▸ **Exercise details**
Extract verbatim every line from the one with "For each instance of the hillside, the" through the final line of the rows, including both ends. Leave the pictures out.

Object location annotation data:
★ ★ ★ ★ ★ ★ ★
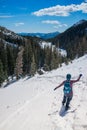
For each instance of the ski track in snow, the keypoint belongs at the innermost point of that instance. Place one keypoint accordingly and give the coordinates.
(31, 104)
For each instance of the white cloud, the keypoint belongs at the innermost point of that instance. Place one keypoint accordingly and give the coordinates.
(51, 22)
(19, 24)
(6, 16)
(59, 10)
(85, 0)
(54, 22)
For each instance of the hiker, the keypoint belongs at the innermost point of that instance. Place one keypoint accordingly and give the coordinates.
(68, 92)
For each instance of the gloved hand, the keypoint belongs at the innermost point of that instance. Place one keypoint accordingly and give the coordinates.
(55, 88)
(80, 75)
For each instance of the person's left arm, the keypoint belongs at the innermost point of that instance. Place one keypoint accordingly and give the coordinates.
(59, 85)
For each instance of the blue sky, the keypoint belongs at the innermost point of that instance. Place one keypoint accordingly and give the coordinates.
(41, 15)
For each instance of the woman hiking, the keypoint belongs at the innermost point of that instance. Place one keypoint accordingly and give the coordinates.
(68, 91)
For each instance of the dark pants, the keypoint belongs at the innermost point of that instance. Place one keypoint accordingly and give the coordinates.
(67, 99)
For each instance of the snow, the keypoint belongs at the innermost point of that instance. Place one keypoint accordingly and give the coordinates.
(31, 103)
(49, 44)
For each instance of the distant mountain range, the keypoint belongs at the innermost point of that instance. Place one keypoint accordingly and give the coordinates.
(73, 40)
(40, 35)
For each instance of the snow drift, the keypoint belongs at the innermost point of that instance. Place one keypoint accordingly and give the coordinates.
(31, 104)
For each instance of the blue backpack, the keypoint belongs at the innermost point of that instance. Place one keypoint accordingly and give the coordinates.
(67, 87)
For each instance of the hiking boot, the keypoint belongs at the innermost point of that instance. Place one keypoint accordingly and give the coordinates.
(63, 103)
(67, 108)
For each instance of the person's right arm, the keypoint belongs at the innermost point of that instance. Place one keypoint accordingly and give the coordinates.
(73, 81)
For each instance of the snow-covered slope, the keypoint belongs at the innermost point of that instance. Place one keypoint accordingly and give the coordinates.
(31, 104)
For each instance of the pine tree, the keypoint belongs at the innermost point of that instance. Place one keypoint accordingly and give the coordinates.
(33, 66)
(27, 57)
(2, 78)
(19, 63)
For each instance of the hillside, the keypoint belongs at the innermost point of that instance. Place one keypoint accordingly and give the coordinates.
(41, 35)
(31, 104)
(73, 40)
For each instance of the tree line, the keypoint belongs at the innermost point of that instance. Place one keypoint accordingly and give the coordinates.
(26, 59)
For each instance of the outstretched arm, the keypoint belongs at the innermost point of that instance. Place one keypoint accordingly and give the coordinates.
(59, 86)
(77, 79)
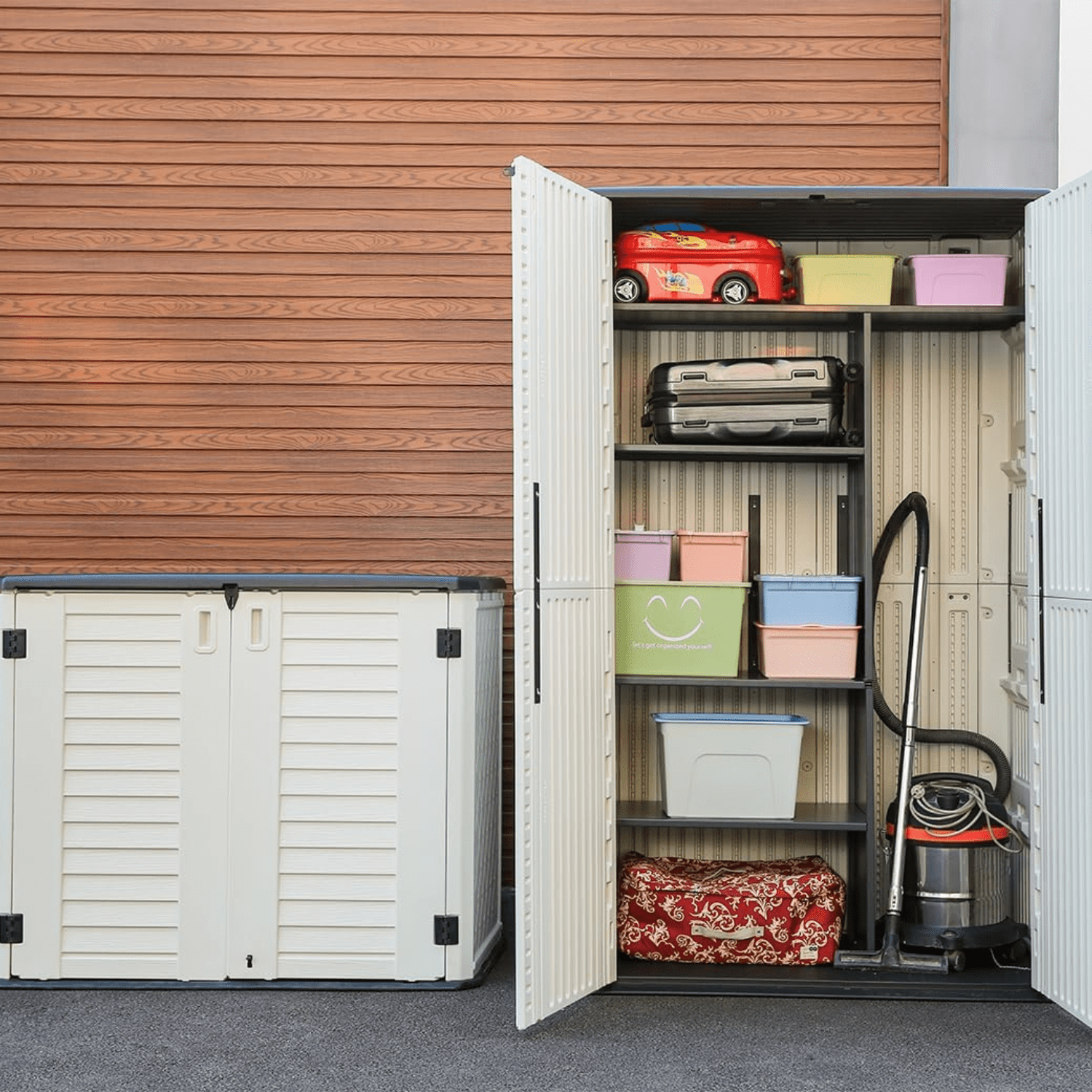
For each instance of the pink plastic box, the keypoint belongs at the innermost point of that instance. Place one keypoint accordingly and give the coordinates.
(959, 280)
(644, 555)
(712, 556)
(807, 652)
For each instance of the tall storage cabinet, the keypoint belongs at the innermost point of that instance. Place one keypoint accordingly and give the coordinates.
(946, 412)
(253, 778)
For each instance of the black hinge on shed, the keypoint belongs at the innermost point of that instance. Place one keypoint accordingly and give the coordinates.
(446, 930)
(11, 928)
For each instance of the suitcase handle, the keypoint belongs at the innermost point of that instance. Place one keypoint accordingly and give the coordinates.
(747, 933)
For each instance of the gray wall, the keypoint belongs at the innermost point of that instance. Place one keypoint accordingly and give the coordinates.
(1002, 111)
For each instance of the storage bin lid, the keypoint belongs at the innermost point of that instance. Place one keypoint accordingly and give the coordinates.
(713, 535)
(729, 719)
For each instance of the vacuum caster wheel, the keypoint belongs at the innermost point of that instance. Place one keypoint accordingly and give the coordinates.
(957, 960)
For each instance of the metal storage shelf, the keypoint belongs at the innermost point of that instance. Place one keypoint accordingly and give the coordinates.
★ ★ ★ ★ ★ ★ ★
▸ **Output for this task**
For each instance of the hillside, the keypoint belongs at the innermost point of that instance. Place one keypoint accordingly and give the coordinates.
(41, 35)
(31, 104)
(73, 40)
For each instance of the tree line, the keypoint belongs at the innermost point of that instance. Place one keypoint accordingly and give the coordinates.
(26, 59)
For each instance of the outstretched arm, the keypoint belongs at the innermost point of that instance. Place one keypoint accordingly and give the coordinates.
(59, 86)
(77, 79)
For each instance of the pink plastic box, the keypoint belongs at the innermost point of that instance. Place one keypoint accordingly and give the coordinates.
(959, 280)
(644, 555)
(712, 556)
(807, 652)
For each instance of the tall storage cabinet, the keypoint belongs at the innermost point of that instance. Place one keypoint accordingly and give the coordinates.
(946, 412)
(253, 778)
For each instance of the black hinge on shed, the keypoint belongs at the innermost point of that instance. Place one keypoint accordingly and give the coordinates.
(446, 930)
(11, 928)
For each instance of the suitcase handle, the keypoint belongs at the innermost point of that instance. Place one keypoint accordingly and give the coordinates.
(747, 933)
For each instance of the gray wall, the keypoint belongs at the innermost point of that instance. Place one keypoint accordingly and give the coordinates.
(1002, 111)
For each instance of the storage bin lid, the keypoint belongs at the innermost point of that instance. Place one keypoint accordingly and give the coordinates.
(713, 535)
(729, 719)
For each instance of the vacuum caster wheel, the keypoint belongs at the innermost point of that instance. Place one keypoint accordingly and give the coordinates.
(957, 960)
For each instance of the metal storage shelf, the keypoint belongs at the innermost point of that instance. Place one keypoint accordingly and give the coordinates.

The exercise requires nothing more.